EXERCISE MATERIALS:
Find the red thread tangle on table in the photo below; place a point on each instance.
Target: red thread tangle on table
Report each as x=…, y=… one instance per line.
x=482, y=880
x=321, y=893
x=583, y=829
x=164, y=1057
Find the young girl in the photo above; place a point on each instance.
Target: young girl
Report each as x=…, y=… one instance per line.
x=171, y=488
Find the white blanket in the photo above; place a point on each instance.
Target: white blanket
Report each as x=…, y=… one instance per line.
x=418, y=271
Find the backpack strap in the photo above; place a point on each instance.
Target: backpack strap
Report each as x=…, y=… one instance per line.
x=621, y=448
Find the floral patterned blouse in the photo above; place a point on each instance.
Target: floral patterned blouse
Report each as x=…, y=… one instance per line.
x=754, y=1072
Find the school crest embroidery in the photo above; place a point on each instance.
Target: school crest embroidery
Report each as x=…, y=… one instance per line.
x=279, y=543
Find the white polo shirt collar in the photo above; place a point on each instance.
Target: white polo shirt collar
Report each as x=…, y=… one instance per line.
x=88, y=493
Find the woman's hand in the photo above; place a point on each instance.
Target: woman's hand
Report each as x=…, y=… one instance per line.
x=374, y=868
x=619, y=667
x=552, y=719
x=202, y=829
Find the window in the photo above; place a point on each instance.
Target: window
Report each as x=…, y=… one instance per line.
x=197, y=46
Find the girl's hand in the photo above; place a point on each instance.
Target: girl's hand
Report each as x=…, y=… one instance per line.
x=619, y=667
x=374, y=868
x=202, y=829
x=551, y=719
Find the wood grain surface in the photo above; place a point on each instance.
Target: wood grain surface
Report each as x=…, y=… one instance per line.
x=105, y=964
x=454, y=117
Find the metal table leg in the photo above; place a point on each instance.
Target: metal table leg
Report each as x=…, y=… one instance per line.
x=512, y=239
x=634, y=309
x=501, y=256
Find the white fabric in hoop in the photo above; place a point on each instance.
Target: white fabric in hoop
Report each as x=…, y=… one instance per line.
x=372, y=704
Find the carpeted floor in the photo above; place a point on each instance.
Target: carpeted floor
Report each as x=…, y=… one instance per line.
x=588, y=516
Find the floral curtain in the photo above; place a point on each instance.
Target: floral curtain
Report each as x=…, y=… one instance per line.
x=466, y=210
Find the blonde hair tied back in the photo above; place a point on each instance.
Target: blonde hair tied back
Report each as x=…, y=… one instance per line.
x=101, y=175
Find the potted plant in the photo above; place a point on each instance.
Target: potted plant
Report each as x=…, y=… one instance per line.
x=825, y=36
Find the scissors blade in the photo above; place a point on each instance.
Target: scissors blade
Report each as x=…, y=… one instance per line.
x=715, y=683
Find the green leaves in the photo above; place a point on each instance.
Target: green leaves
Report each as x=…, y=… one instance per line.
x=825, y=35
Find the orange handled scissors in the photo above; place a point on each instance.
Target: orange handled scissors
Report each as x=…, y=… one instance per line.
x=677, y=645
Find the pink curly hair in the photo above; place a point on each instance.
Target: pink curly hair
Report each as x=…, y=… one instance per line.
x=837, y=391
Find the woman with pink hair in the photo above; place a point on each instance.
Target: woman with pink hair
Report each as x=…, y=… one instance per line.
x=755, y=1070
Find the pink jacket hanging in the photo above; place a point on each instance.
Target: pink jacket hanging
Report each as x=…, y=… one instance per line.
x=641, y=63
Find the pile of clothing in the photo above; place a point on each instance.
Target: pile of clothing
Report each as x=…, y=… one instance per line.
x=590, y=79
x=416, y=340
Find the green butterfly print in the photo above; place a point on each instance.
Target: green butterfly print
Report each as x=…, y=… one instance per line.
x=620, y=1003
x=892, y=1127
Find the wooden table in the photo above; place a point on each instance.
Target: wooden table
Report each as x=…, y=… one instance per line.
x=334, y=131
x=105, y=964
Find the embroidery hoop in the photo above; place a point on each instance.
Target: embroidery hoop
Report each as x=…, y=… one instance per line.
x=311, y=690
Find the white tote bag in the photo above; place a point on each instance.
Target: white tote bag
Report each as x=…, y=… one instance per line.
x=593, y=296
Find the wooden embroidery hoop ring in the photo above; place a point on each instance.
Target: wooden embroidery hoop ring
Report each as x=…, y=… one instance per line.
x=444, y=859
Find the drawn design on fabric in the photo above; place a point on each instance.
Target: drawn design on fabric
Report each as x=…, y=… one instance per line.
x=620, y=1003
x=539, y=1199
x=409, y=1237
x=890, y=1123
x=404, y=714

EXERCISE BRIEF:
In the listing above, find the line with "Find the pile" and the line with "Find the wooden embroidery"; output exactly those lines and all lines between them.

REPLY TO THE TASK:
Find the pile of clothing in the photo above; place a point on each instance.
Target: pile of clothing
Report each as x=…, y=… one instance per line.
x=590, y=79
x=416, y=340
Find the green butterfly print in the photo above; place a point on each instance.
Target: green butterfly print
Report each as x=…, y=… one instance per line.
x=620, y=1003
x=892, y=1127
Find the wooden table in the photo above; place a point on each instance.
Target: wooden table
Report each as x=…, y=… one instance per line.
x=334, y=131
x=105, y=964
Find the embroidery hoop in the photo above; place a point on each instance.
Target: embroidery hoop
Report each as x=…, y=… one instance per line.
x=311, y=690
Find the white tote bag in the photo above; place a point on each instance.
Target: white tote bag
Report each as x=…, y=… one instance per line.
x=593, y=296
Find the wooden embroidery hoop ring in the photo above; place a point on each instance.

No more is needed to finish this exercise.